TEXTO DE APOIO:
---+---
O próprio algoritmo do tratamento da DM2 prevê o início da insulinoterapia quando a combinação de vários fármacos não permite um controle glicémico satisfatório. Esta decisão deve ser partilhada com o doente, embora constitua sempre um desafio para o médico, em particular perante uma população muitas vezes com baixa literacia, pouco informada, indiferenciada e com baixos recursos económicos, como é, ainda, frequente em Portugal.

Assim torna-se premente desmistificar a terapêutica com insulina, afastar ideias preconcebidas e ensinar as pessoas com DM a vencerem os obstáculos que esta medicação impõe e a identificarem os mitos inerentes à insulina, dos quais destaco:

  • Sentimento de culpa. A DM é uma doença progressiva e eventualmente poderão vir a necessitar de insulina quando os antidiabéticos orais não são suficientes para controlar a glicose no sangue.
  • A insulina é o fim de linha. Efetivamente, a insulina é usada quando a restante terapêutica deixa de ser suficiente para controlar os níveis de glicémia. Porém, o seu uso pode até ser transitório, como é o caso de doenças agudas, internamentos ou contraindicações para o uso de antidiabéticos orais. O importante é ter os níveis de glicemia controlados para prevenir complicações e aumentar a esperança de vida com qualidade.
  • A insulina engorda. De facto, muitas pessoas sob insulinoterapia ganham peso sendo que parte da justificação está no facto de facilmente ajustar os valores de glicose no sangue através da insulina, pelo que há alguma falta de cuidado na alimentação do dia a dia. Manter uma alimentação saudável sob orientação clínica e com apoio de nutricionistas ajudará a combater o excesso de peso.
  • As injeções são dolorosas. É verdade que ninguém gosta de injeções, mas de facto as agulhas da insulina são muito pequenas e finas. É importante usar um tamanho de agulha ajustado à pessoa, nem demasiado pequeno nem demasiado grande, pois isso interfere no desconforto da picada.
---+---
QUESTÕES:
**a)** Atualize o texto sobre a insulinoterapia, reescrevendo tudo desde "Assim torna-se premente" até "glicose no sangue." com "os obstáculos" substituído por "as barreiras".
**b)** Segundo o texto sobre a insulinoterapia, em que situações o uso da insulina pode ser transitório?
**c)** Prossiga o texto sobre a insulinoterapia a partir da última frase apresentada.
A listagem não tem qualquer relação com o texto sobre a insulinoterapia.

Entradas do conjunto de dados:
---+---
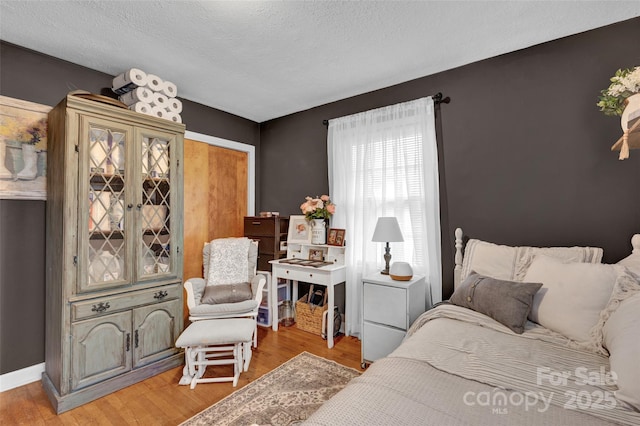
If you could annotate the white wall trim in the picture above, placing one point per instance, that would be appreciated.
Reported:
(237, 146)
(21, 377)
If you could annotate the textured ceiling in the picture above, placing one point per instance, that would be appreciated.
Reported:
(262, 60)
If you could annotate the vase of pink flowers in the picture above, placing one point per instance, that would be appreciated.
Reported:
(318, 211)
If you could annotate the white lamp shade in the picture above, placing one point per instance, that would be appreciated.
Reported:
(387, 231)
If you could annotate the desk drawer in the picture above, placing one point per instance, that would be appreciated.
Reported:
(313, 276)
(122, 301)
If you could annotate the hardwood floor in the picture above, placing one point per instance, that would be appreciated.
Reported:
(160, 400)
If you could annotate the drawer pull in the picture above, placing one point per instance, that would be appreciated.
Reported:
(161, 295)
(100, 307)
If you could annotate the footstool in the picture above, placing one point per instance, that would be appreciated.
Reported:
(216, 342)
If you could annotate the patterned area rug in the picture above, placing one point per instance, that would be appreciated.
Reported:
(285, 396)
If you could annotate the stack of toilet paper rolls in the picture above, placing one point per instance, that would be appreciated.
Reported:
(148, 94)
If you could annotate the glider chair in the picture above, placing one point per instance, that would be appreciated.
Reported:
(231, 287)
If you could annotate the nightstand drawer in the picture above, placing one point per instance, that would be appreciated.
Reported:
(379, 341)
(118, 302)
(314, 276)
(385, 305)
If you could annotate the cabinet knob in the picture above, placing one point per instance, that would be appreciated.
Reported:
(100, 307)
(161, 294)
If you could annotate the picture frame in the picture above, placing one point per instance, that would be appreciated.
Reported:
(23, 141)
(335, 237)
(299, 230)
(317, 254)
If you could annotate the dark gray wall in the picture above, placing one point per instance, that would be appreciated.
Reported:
(524, 151)
(22, 260)
(31, 76)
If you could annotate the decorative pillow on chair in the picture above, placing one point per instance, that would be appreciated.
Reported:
(226, 293)
(507, 302)
(253, 260)
(228, 261)
(572, 295)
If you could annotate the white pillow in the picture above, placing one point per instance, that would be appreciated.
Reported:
(228, 261)
(622, 339)
(488, 259)
(632, 262)
(572, 295)
(511, 263)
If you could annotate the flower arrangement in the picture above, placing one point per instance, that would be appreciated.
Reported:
(624, 83)
(318, 208)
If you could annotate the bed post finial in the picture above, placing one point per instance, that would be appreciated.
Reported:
(635, 242)
(457, 270)
(458, 258)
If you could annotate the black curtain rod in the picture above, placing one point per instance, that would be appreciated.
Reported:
(437, 99)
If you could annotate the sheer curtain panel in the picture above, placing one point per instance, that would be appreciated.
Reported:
(384, 162)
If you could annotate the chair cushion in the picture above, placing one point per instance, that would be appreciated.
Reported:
(224, 308)
(226, 293)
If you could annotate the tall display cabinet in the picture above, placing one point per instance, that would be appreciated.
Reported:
(114, 249)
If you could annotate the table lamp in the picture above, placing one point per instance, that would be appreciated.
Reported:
(387, 230)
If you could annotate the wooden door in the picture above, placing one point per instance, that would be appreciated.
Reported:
(155, 330)
(101, 349)
(215, 199)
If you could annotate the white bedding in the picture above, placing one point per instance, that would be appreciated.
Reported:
(458, 367)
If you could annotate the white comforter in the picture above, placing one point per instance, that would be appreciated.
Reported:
(458, 367)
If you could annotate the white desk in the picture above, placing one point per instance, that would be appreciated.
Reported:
(329, 276)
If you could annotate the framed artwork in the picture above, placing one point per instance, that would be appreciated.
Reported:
(23, 149)
(299, 230)
(316, 254)
(335, 237)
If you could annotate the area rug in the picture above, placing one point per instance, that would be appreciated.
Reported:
(286, 395)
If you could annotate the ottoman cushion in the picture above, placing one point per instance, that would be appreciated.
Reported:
(217, 332)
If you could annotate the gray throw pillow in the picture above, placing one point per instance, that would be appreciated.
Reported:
(226, 293)
(507, 302)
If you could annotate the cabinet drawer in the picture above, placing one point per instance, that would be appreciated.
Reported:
(258, 226)
(379, 341)
(265, 244)
(263, 262)
(385, 305)
(118, 302)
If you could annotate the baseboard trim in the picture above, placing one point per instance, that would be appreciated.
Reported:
(21, 377)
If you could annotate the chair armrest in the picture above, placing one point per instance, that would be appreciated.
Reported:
(257, 285)
(194, 288)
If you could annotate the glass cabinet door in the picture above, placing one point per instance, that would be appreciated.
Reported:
(156, 199)
(104, 220)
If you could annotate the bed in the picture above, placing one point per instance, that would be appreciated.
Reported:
(536, 336)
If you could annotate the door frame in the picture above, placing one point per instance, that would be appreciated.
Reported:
(236, 146)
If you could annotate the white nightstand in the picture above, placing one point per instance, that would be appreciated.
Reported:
(388, 309)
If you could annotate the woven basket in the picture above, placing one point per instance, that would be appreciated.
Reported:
(307, 320)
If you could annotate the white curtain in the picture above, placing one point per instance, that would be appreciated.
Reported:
(384, 162)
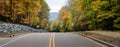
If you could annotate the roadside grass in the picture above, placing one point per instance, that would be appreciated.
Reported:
(102, 36)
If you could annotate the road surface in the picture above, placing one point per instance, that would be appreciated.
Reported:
(48, 40)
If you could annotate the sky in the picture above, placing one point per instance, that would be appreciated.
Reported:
(55, 5)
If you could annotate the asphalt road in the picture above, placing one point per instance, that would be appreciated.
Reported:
(48, 40)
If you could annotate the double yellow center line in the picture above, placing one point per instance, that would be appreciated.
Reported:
(52, 40)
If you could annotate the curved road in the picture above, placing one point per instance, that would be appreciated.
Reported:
(48, 40)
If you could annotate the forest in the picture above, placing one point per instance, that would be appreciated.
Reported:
(26, 12)
(80, 15)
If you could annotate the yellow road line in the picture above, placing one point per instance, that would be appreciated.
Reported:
(52, 40)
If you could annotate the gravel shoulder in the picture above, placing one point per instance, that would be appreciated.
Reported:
(106, 36)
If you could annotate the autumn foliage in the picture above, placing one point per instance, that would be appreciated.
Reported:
(22, 11)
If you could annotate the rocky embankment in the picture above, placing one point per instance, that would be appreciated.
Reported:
(6, 27)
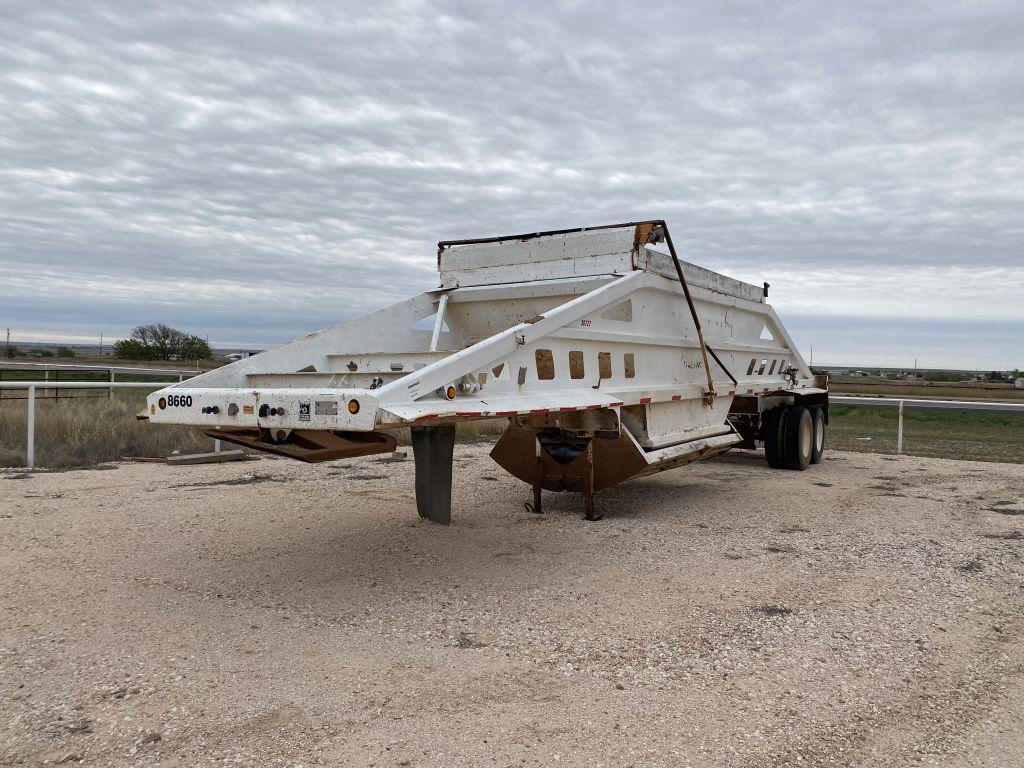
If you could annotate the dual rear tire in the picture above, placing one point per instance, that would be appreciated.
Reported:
(794, 436)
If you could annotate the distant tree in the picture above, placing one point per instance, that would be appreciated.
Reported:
(196, 348)
(160, 342)
(131, 350)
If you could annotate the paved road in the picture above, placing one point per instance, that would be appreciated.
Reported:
(1000, 407)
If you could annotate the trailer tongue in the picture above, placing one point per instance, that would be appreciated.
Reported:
(610, 359)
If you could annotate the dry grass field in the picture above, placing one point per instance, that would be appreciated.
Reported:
(952, 390)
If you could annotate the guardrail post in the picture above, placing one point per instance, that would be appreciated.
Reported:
(30, 449)
(899, 430)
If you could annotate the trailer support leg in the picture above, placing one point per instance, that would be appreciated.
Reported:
(432, 451)
(538, 509)
(588, 483)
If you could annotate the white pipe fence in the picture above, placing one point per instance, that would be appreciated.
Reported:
(32, 386)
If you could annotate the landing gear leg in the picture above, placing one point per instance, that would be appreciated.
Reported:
(538, 510)
(432, 451)
(588, 484)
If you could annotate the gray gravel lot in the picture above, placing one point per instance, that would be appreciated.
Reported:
(865, 612)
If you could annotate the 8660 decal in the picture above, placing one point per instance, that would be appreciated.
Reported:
(176, 400)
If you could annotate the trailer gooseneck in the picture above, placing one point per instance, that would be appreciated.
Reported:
(609, 358)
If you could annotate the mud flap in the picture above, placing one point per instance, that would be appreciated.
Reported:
(432, 451)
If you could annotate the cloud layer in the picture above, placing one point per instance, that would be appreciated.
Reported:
(255, 171)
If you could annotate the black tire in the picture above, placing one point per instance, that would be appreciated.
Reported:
(818, 446)
(773, 434)
(799, 437)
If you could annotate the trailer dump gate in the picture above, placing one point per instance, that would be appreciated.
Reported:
(608, 356)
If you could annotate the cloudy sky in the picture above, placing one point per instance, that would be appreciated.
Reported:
(254, 171)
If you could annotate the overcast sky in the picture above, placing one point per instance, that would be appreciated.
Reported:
(255, 171)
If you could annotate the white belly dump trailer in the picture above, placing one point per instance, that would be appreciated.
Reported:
(609, 358)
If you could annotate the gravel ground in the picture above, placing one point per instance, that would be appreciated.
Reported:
(865, 612)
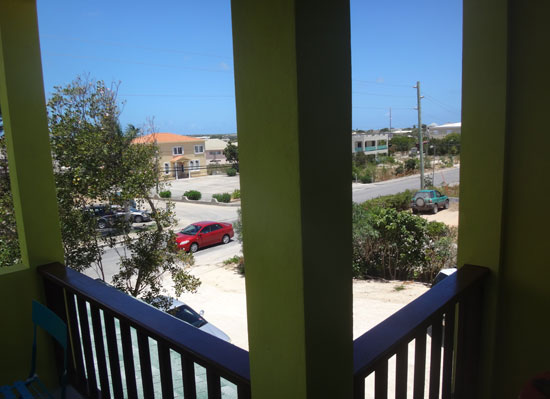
---+---
LISTA DE RESPOSTAS:
**a)**
Assim torna-se premente desmistificar a terapêutica com insulina, afastar ideias preconcebidas e ensinar as pessoas com DM a vencerem as barreiras que esta medicação impõe e a identificarem os mitos inerentes à insulina, dos quais destaco:

  • Sentimento de culpa. A DM é uma doença progressiva e eventualmente poderão vir a necessitar de insulina quando os antidiabéticos orais não são suficientes para controlar a glicose no sangue.

**b)** Em doenças agudas, internamentos ou contraindicações para o uso de antidiabéticos orais.

**c)**
  • Medo da rejeição pelos pares. O estigma associado à doença é uma realidade que se combate com a naturalidade da administração do tratamento. As novas canetas de administração de insulina são muito práticas e discretas, permitindo grande facilidade no transporte e utilização.
  • Medo das hipoglicemias. A insulina é o fármaco hipoglicemiante mais potente, porém, com o aparecimento de novas formulações de insulina estes efeitos são cada vez menos comuns, sendo que a correta titulação e acompanhamento pelos profissionais de saúde são de extrema importância. Durante este século de existência da insulina, assistiu-se a uma grande evolução da qualidade da mesma, nomeadamente no que diz respeito à sua estabilidade, tempos e duração de ação e à tecnologia atualmente disponível para que, no tempo mais real possível, se possa atuar da melhor maneira para controlar a glicemia do momento e das horas seguintes.
  • Medo da alteração do estilo de vida. Mesmo com a introdução da insulina, a pessoa com DM pode continuar a fazer a sua vida normalmente. Exige planeamento, quer para o dia a dia quer para fazer viagens. Muitas pessoas ao iniciarem insulina sentem-se com mais energia, mais positivas acerca delas próprias e com mais liberdade. Após começar insulina muitos perguntam-se porque esperaram tanto tempo!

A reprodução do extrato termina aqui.